**TRECHO SELECIONADO**
>>>>

Segundo os cientistas, os incêndios estão relacionados ao aquecimento global, que seca a vegetação e a torna mais inflamável.
Mas quase sempre são iniciados por agricultores que limpam terras para implantação de pastagens ou agricultura ou por madeireiros ilegais.
'Semanas intoleráveis'
"A coisa ficou insustentável durante semanas. Não saíamos na rua, lá fora a gente não conseguia enxergar. A Unidade de Pronto Atendimento ficou lotada com pessoas com doenças respiratória", disse o professor Zairo Gomes, de 51 anos, um dos líderes sociais de Breves.
Na época, o monitor de qualidade do ar da universidade federal da cidade registrou 480 microgramas por metro cúbico de partículas finas nocivas (PM2,5), o que excede em muito o limite de 15 para 24 horas estabelecido pela Organização Mundial da Saúde.
Breves, uma cidade pobre de 107.000 habitantes, depende principalmente de seu porto fluvial que conecta Marajó a Belém, a capital do estado.
O desemprego é generalizado, e grande parte da população depende do cultivo do açaí, um alimento básico na dieta no Pará.

<<<<

**DADOS APRESENTADOS**

>>>>

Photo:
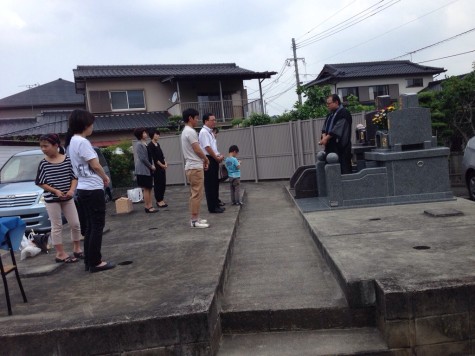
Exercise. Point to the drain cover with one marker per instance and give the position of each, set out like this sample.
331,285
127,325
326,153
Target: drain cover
421,247
442,213
125,263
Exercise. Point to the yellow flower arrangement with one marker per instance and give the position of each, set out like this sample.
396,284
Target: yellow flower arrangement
380,118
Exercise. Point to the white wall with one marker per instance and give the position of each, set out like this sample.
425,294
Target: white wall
401,82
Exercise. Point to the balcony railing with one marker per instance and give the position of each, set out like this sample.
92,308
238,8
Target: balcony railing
225,110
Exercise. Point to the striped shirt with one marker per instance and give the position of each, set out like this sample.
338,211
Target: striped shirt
57,176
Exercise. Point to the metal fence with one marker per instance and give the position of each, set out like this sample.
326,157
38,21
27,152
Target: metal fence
227,109
266,152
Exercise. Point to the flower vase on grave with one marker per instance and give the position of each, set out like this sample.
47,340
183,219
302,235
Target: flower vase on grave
382,139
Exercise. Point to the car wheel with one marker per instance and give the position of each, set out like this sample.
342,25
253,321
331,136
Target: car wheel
471,185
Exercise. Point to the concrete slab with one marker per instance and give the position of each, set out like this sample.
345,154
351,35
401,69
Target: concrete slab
278,279
364,341
165,299
406,245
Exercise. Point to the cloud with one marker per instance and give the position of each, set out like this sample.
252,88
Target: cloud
42,41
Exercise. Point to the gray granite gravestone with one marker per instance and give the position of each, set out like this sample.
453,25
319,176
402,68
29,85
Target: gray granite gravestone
408,168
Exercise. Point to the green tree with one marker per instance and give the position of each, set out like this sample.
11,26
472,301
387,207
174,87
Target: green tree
457,101
452,110
315,103
256,119
354,106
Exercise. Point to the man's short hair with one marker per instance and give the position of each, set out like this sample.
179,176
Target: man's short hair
207,116
153,132
233,148
336,98
139,131
189,113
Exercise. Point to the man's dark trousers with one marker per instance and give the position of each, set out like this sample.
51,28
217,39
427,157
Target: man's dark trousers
212,184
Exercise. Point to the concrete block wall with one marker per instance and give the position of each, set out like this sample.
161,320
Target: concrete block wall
428,319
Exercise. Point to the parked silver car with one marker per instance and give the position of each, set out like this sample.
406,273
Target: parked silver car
20,196
468,167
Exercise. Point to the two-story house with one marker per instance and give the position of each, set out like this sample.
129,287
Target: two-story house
216,88
368,80
128,96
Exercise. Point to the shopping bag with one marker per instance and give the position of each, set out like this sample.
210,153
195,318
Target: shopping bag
135,195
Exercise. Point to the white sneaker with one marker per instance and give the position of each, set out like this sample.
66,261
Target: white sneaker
198,224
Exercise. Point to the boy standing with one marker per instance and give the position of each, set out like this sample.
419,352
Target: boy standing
234,171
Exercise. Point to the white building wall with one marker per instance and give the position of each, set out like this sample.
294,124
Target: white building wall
401,82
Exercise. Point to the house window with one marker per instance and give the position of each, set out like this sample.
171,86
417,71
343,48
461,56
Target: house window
378,90
127,100
414,82
343,93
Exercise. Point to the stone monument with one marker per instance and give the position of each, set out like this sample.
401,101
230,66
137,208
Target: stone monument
405,167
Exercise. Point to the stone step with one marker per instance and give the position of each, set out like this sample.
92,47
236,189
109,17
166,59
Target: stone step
246,321
355,341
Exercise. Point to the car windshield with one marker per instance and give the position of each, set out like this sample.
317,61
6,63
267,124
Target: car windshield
20,169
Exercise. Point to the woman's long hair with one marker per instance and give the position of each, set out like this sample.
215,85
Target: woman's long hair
53,139
78,122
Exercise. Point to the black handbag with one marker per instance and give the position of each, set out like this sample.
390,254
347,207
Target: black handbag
223,173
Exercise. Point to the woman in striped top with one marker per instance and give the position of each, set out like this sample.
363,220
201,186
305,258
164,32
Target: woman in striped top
55,175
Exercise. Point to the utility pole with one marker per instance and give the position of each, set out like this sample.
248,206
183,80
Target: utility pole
297,78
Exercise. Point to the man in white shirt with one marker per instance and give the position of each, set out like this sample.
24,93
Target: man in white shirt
196,163
209,146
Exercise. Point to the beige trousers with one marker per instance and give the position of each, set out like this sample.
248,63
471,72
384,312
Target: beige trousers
196,180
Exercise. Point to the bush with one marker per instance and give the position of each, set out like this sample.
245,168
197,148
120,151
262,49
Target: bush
121,165
259,119
237,122
174,122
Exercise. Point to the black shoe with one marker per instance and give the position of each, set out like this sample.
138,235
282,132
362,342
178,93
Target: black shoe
107,266
217,211
151,210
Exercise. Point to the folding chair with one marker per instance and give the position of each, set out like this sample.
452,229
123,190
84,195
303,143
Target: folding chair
11,233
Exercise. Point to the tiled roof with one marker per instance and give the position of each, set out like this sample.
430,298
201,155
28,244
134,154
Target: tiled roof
57,122
332,73
58,92
168,70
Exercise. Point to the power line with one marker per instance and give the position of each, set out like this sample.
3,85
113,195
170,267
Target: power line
453,55
328,18
435,44
391,30
342,26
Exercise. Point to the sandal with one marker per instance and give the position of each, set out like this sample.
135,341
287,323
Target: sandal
68,259
79,255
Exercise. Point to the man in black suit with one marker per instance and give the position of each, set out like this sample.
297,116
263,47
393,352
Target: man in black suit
336,132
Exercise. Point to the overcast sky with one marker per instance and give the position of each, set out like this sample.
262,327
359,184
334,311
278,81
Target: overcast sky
41,41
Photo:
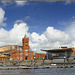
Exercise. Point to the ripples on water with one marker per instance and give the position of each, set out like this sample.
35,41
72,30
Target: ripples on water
50,71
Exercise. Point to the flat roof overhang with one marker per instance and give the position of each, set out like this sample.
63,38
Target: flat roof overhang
59,50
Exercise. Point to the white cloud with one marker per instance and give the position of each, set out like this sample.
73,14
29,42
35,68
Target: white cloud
51,38
56,35
14,36
2,18
18,3
21,3
71,29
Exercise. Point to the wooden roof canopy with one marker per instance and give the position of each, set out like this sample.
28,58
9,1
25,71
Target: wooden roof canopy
58,50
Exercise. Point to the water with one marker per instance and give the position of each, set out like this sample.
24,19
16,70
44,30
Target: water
50,71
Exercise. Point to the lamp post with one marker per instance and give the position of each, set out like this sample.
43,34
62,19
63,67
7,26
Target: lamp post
64,60
43,61
34,60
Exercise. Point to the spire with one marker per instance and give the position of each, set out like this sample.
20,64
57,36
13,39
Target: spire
25,36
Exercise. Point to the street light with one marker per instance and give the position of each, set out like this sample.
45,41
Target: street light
43,61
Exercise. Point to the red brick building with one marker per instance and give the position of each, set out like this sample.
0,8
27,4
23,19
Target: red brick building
21,52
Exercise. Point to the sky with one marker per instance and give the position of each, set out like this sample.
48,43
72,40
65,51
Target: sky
48,24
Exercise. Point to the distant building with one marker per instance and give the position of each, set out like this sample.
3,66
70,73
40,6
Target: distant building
40,55
3,57
15,52
58,54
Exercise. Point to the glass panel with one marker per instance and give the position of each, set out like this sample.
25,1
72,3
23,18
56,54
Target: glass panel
20,49
13,47
26,50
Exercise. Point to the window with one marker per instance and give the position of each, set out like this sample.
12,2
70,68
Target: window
13,47
20,53
26,50
20,49
15,50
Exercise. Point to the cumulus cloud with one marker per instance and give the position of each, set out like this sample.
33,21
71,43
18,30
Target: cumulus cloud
18,3
14,36
51,38
2,18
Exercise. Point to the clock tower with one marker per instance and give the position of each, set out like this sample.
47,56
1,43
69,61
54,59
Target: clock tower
25,47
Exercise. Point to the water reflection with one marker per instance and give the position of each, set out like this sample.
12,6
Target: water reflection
52,71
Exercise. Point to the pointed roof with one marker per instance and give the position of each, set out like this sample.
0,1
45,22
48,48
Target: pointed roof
25,36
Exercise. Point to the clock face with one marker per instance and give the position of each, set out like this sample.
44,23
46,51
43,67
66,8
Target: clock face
26,50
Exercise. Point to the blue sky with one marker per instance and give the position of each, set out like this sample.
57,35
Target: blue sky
49,24
41,15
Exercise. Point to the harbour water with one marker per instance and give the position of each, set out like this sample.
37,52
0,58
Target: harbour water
47,71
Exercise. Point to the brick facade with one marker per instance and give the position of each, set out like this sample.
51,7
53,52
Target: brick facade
21,52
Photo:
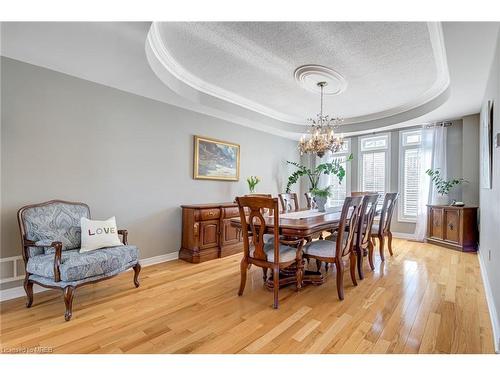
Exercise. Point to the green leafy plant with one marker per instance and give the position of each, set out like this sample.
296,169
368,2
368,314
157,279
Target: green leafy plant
321,193
443,187
334,168
252,183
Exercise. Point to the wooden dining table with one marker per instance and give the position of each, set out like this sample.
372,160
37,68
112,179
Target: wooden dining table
301,224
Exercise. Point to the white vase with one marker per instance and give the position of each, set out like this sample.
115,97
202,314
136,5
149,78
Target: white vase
321,203
441,200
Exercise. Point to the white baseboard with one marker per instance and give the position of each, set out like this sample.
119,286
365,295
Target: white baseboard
491,305
404,236
17,292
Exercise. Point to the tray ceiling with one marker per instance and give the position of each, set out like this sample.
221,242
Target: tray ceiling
376,69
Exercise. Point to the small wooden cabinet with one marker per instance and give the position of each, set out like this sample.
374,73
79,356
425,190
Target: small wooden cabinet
454,227
207,232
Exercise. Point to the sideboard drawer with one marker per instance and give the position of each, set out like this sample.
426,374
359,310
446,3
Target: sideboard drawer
451,226
435,222
230,212
210,214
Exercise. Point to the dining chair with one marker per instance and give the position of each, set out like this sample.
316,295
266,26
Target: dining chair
358,193
276,254
289,201
335,251
267,236
383,228
311,204
362,242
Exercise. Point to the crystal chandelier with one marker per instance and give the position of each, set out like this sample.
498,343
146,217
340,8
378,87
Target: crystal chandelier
322,137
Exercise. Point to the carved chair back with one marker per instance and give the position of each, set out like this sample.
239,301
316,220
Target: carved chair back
311,203
264,210
387,211
366,218
54,220
347,225
358,193
254,225
289,201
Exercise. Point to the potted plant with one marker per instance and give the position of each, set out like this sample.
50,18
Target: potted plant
443,187
252,183
320,197
334,168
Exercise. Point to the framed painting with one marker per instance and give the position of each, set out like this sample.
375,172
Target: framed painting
216,160
486,140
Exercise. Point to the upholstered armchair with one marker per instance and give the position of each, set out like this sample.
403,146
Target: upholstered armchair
50,236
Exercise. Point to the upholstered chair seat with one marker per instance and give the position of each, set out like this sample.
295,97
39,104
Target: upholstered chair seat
76,266
287,253
51,241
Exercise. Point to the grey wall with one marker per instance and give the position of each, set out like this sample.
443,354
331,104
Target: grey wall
470,159
124,155
490,200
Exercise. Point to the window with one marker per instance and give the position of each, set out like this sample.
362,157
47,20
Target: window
338,191
374,163
409,173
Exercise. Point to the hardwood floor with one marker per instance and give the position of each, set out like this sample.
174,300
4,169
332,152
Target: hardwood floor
424,299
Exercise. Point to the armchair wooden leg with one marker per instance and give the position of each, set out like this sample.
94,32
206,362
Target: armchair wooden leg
300,273
28,287
389,242
243,268
381,247
318,265
68,301
352,268
370,254
340,278
276,286
137,270
359,261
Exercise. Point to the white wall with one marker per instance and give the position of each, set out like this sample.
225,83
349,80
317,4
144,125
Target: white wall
124,155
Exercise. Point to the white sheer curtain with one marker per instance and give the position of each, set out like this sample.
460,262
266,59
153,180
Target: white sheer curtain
432,155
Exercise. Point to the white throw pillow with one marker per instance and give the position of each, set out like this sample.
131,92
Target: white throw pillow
97,234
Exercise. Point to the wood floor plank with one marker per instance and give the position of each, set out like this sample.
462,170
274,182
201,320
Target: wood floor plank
424,299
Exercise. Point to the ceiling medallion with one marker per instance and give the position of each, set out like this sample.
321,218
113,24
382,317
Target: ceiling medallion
322,137
308,77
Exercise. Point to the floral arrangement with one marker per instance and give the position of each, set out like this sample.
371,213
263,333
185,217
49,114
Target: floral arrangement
443,187
252,183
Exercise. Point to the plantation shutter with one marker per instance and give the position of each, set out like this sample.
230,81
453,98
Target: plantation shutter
338,191
411,174
373,172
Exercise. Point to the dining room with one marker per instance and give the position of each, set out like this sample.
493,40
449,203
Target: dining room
250,187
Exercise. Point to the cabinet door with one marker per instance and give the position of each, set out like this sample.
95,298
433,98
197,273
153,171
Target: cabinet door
452,226
209,234
436,223
230,234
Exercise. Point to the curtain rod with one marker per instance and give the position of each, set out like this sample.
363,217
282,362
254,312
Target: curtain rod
431,125
444,124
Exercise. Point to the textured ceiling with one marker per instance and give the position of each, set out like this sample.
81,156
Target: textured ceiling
386,65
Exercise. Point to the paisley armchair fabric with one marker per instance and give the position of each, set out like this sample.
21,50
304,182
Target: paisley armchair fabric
56,221
66,268
80,266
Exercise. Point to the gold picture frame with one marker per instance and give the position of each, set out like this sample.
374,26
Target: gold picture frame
205,167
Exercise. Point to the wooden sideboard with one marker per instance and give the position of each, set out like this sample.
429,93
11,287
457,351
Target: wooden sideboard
454,227
207,232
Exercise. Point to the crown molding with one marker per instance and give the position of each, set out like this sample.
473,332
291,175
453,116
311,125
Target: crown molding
190,86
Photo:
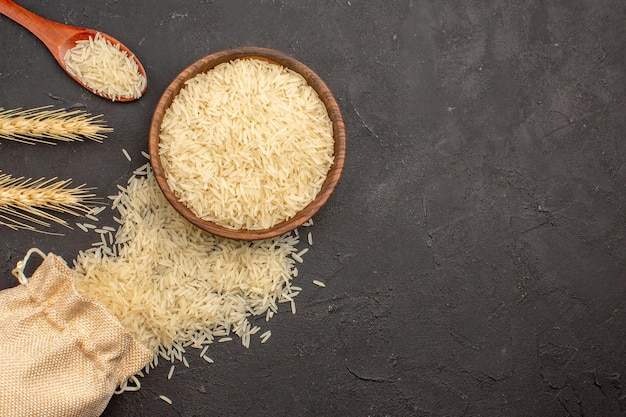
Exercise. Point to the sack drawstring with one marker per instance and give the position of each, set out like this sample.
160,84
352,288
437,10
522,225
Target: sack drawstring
18,271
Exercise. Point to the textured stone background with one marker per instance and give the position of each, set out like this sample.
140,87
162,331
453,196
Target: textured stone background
474,250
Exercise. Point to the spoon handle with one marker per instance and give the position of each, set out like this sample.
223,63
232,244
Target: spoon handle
51,33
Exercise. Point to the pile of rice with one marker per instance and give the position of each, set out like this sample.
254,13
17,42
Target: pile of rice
247,144
105,68
173,285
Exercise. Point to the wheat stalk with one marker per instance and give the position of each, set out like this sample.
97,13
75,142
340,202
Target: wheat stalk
49,126
25,202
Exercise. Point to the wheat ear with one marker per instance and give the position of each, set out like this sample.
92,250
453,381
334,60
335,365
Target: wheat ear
45,125
25,203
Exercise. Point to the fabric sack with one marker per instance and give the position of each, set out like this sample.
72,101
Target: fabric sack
61,354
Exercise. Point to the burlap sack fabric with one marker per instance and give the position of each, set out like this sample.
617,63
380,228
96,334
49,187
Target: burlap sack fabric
61,354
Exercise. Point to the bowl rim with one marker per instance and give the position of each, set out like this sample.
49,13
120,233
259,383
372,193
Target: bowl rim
271,55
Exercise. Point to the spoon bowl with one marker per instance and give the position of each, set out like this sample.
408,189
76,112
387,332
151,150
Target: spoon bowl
60,38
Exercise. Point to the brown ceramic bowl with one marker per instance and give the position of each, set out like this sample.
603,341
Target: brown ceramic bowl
204,65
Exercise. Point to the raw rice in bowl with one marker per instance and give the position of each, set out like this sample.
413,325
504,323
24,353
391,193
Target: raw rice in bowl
247,143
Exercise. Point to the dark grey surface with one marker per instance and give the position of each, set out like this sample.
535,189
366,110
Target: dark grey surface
474,250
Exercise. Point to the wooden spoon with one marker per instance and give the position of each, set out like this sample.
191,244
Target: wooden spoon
60,38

<<<<

**OBJETIVO DO EXERCÍCIO**
Prossiga com o trecho sobre os incêndios e a cidade de Breves, começando logo após a última frase apresentada. O material não é necessário para esta atividade.

**ÁREA DE RESPOSTA**
O poder público esteve notavelmente ausente ao longo da crise de incêndios que durou dois meses, de outubro a novembro, observa Gomes.
Os lixões a céu aberto da cidade, infestados de urubus em meio a um forte mau cheiro, refletem a falta de saneamento.
Procurados, nem o prefeito nem o secretário de Meio Ambiente responderam aos pedidos de informação da AFP.
Mobilização popular
A onda de incêndios desencadeou uma mobilização popular sem precedentes.
“O que a gente conseguiu é bem importante, é que a cidade começou a falar em meio ambiente, mudanças climáticas e queimadas criminosas. A gente deixou de sofrer passivamente", disse Gomes.
O movimento levou à criação do coletivo "Breves Pede Socorro: O Direito de Respirar", que se reúne regularmente para pressionar as autoridades e evitar destruições semelhantes durante o período de seca, que começa todo mês de julho.
"Precisamos de mais recursos para os bombeiros, que estão sobrecarregados, e os responsáveis têm de ser punidos", disse Maria Leão, parteira e ativista de 50 anos.
A maioria dos incêndios na Amazônia fica impune, e menos de 1% das multas aplicadas são pagas, segundo o Greenpeace.
Polícia não tem recursos
"Necessitamos de mais recursos na luta contra o fogo e para fazer as apreensões dos responsáveis", admitiu o tenente-coronel Luciano Morais, que trabalha na sede da Polícia Militar em Breves.
Em 2024, "fizemos só duas prisões" porque é "muito difícil" provar quem está por trás dos incêndios, que geralmente começam à noite, disse ele.
Nessas horas, "ninguém quer entrar na floresta na noite, ninguém quer falar", seja por medo ou ignorância, reconheceu.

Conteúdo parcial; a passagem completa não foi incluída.